(提示本文)
'''

奨学生たちは多くの場合、大学キャンパス内に設けられた奨学生寮で共同生活を送り、自主運営団体を組織してリーダーシップや社会奉仕活動にも取り組みます 。エバンス・スカラーズ・プログラムは「全米最大規模の民間奨学金プログラムの一つ」と評される存在であり 、実際ゴルフキャディを対象とした奨学金制度としては全米で最大規模を誇ります。またその社会的貢献が高く評価され、2023年には全米奨学金提供者協会から「年間最優秀奨学金プログラム」に選出されています 。

奨学金の選定基準

エバンス・スカラーズ・ファウンデーションの奨学金受給者は、以下の4つの選定基準に基づき選抜されます。

①優れたキャディ実績

少なくとも2年間にわたり定期的にキャディ業務に従事し、所属クラブから高い評価を得ていること

②優秀な学業成績

高校在学中の成績が優秀で、標準テストのスコアも高水準であること

③経済的援助の必要性

大学進学にあたり学費支援を必要とする経済事情にあること

④人格面の優秀さ

クラブ関係者や高校関係者から人柄・リーダーシップについて推薦状を受けてり、模範的な人格を備えていること

以上の4つの要件を満たした候補者は書類審査を経て、WGAと加盟ゴルフクラブが共催する選考会での面接に招かれます。
面接での評価を踏まえて最終的な奨学生の採否が決定されます。
選考過程は非常に競争的ですが、以上のようにゴルフ場での実務経験・学業・経済状況・人格を総合的に勘案する点にこの奨学金の特徴があります

主な活動資金の出資元とゴルフ場による支援

https://bmwchampionship.com/charity-impact/evans-scholars-foundation

エバンス・スカラーズ財団の活動資金は、主に寄付金とチャリティイベント収益によって賄われています。
WGAの加盟クラブ会員をはじめ一般ゴルファーからの寄付(私的寄付)や、チャリティゴルフ大会などのイベント収益、プロ・アマ両ゴルフトーナメントの収益金が主な財源で、例えば1950年に創設されたWGAの募金ネットワーク「Par Club」は奨学金プログラム最大の資金源の一つで、全米で460以上のゴルフクラブに所属する延べ36,000人超の支援者が参加しています 。こうした寄付者からの年次会費・寄付金が基金を潤沢にし、安定的な奨学金給付を支えています。

'''

(課題一覧)
**1)** エバンス・スカラーズの本文について、次の(a)〜(c)が本文と合致するかを「はい」か「いいえ」で答え、判断の根拠となる本文の語句をそのまま引用してください。(a) 奨学生の選抜では、少なくとも2年間キャディ業務に従事していることが求められる。(b) 「Par Club」は1950年に創設された。(c) 2023年に「年間最優秀奨学金プログラム」に選出した団体はWGAである。
**2)** エバンス・スカラーズの本文を、最後の文のあとから書き継いでください。
このあとのエントリは、本文とは関係のない別資料です。

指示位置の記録
'''

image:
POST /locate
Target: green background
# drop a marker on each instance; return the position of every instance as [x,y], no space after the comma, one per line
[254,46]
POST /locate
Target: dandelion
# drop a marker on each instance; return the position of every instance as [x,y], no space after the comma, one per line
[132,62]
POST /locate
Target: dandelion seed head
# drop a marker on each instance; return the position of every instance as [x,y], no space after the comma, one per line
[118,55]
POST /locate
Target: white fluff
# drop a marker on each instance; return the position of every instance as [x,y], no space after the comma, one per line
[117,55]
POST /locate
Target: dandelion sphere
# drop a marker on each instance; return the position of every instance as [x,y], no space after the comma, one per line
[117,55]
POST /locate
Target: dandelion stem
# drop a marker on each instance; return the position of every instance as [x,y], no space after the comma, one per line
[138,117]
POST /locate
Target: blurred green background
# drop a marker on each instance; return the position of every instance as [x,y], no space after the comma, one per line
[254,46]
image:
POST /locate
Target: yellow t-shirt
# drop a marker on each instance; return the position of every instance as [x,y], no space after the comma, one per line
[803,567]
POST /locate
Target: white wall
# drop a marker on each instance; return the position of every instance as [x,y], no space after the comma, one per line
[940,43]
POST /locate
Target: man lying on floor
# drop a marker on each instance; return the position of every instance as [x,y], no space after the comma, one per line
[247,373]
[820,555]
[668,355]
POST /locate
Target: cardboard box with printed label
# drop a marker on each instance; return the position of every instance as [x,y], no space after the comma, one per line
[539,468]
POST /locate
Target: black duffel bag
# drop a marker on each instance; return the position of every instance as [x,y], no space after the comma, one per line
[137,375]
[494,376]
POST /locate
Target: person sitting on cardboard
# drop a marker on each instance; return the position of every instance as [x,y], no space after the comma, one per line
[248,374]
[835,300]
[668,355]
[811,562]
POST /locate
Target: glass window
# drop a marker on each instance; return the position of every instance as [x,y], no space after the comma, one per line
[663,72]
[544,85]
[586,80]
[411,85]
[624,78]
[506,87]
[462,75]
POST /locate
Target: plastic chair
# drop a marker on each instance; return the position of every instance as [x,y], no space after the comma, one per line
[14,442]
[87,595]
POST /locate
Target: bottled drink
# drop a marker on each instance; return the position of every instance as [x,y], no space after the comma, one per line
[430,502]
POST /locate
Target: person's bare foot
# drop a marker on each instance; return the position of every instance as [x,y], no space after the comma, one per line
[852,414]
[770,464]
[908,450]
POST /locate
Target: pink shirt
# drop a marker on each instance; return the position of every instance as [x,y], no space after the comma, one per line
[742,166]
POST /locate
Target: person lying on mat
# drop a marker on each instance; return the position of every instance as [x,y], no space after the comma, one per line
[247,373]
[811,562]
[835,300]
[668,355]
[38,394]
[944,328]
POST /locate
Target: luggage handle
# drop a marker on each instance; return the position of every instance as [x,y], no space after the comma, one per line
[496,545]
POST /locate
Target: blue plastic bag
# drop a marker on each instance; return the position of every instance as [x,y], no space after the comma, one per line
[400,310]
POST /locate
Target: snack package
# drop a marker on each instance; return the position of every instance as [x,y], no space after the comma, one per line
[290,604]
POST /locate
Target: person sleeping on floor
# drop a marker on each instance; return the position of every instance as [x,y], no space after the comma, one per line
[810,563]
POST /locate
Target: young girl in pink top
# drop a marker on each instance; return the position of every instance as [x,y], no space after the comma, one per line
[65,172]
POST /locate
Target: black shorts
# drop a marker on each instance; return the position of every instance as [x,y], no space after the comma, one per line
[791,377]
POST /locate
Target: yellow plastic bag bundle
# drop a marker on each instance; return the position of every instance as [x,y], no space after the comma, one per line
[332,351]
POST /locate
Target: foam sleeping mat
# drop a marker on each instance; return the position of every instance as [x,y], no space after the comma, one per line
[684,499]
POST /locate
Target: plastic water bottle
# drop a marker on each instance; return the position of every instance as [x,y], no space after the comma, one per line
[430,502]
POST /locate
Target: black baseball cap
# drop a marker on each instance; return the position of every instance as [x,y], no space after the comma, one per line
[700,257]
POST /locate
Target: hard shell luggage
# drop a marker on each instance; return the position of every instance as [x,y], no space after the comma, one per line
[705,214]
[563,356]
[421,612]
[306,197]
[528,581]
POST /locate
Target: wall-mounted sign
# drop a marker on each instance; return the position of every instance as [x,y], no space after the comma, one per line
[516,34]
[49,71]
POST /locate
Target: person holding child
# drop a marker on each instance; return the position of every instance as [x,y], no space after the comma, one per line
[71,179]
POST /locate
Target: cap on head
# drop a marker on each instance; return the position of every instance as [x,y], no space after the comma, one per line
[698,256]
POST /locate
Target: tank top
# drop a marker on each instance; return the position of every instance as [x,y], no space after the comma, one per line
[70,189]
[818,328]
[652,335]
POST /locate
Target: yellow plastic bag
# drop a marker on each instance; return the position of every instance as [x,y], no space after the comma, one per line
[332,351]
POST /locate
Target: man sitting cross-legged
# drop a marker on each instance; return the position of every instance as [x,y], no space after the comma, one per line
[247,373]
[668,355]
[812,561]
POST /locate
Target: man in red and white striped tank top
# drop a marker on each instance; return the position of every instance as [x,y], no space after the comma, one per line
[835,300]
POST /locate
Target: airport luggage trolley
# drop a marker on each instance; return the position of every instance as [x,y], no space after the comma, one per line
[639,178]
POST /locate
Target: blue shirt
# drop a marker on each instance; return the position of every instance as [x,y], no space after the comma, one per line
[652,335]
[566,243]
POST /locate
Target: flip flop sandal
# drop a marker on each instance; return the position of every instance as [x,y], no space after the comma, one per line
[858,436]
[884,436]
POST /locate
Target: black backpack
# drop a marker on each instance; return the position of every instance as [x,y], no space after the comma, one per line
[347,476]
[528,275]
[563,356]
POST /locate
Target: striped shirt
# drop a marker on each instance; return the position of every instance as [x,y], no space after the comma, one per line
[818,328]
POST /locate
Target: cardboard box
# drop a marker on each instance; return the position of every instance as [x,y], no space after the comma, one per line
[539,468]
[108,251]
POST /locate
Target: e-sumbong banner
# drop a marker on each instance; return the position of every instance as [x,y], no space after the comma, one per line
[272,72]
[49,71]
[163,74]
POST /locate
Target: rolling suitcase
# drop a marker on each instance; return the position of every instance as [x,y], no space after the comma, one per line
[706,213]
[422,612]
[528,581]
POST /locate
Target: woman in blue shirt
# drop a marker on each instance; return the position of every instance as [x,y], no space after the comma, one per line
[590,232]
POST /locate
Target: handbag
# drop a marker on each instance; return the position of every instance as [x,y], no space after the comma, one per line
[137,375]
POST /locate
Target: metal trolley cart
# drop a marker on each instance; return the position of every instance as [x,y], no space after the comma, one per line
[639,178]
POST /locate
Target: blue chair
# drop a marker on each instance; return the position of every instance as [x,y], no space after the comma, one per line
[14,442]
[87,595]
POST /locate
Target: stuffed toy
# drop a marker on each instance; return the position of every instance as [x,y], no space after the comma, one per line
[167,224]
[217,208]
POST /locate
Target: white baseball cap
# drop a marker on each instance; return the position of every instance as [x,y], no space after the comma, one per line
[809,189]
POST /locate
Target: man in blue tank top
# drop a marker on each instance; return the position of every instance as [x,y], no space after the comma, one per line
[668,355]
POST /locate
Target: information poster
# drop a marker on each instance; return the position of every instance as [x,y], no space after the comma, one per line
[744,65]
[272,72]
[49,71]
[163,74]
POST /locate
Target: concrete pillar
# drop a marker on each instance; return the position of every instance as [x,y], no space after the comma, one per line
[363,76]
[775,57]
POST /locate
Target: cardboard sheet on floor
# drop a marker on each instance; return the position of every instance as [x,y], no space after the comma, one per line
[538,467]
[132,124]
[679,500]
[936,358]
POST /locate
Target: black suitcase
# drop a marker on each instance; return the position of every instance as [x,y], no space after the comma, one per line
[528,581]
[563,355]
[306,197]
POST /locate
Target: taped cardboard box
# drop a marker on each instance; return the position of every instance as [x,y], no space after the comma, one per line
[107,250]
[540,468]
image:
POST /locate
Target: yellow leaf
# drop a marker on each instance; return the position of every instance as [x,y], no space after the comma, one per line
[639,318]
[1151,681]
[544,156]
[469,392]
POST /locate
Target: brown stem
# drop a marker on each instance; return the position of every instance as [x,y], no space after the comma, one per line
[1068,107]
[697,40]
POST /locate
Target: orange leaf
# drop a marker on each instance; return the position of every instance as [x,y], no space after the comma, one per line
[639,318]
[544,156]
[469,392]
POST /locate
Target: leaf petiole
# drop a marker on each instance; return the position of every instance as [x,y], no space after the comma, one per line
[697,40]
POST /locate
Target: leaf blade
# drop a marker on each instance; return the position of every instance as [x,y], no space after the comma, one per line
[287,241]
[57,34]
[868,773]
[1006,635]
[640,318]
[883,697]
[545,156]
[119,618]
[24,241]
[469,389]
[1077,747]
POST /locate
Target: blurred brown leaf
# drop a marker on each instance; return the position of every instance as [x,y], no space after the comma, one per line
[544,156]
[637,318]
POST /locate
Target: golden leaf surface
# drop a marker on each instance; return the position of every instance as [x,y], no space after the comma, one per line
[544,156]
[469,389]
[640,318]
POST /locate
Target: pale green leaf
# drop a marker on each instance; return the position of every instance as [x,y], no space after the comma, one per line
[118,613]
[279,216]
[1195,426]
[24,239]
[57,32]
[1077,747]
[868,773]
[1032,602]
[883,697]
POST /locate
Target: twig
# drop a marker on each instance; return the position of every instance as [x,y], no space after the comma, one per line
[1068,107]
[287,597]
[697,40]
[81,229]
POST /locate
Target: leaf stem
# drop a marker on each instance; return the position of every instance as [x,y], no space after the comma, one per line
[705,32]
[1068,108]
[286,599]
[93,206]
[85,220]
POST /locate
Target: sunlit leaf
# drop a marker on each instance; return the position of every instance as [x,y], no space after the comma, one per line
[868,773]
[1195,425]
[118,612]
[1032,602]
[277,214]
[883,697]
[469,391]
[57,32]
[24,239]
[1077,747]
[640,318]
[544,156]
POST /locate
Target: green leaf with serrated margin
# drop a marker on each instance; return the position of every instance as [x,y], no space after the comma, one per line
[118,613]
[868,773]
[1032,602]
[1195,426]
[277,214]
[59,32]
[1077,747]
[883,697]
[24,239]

'''

(解答)
**1)**
(a) はい。「少なくとも2年間にわたり定期的にキャディ業務に従事し」
(b) はい。「1950年に創設されたWGAの募金ネットワーク「Par Club」」
(c) いいえ。「2023年には全米奨学金提供者協会から「年間最優秀奨学金プログラム」に選出されています」

**2)**
また、WGAが主催する米PGAツアーのトーナメント「BMW選手権」(フェデックスカップ・プレーオフ大会)の収益は全額エバンス・スカラーズ財団に寄付されています。
同大会はタイトルスポンサーであるBMW社の協力の下、2007年以降の累計で6,000万ドル以上もの資金を本奨学金基金に拠出してきました 。このようにメジャー大会の収益も奨学金原資となっており、毎年の大会開催を通じて多額の資金が若者の教育支援に充てられています。さらに米国内各地域のゴルフクラブも、自主的に「エバンスカップ」と呼ばれるチャリティ競技会を開催し、地域ごとに募金活動を行っています 。例えばワシントン州やオレゴン州のゴルフ協会が主催するエバンスカップでは、両州で毎年合わせて50万ドル以上の奨学金資金を調達している実績があります。

加えて、エバンス奨学生の卒業生(アルムナイ)たちも「恩返し」として毎年多額の寄付を行い、後輩奨学生への支援に貢献しています。累計9,000名を超える奨学生OB・OGネットワークが形成されており、彼らからの年間寄付額は合計で400万ドル以上に上ります。このように卒業生が社会人となってから寄付者となる好循環も生まれており、プログラムの継続と発展に一役買っています。

資金面での援助だけではなく、ゴルフ場自体も人材面でエバンス・スカラーズ財団を支えています。
WGA加盟コースでは若年層向けのキャディ育成プログラムを積極的に展開し、奨学金応募資格を満たす学生キャディの輩出に努めています。近年、財団が主導する「WGAキャディ・アカデミー」というサマーインターン制度が全米7か所で開設され、高校生が夏休みに他州の提携クラブでフルタイムのキャディ業務を体験できるようになりました。このアカデミー参加者は3年間の夏季就労後にエバンス奨学金への応募資格を得られる仕組みで、2012年の開始以来すでに150名以上の卒業生がエバンス奨学金を獲得しています。各ゴルフ場にとっても、自クラブで働く学生が名誉あるエバンス奨学生に選ばれることは大きな誇りであり、積極的な支援が行われています。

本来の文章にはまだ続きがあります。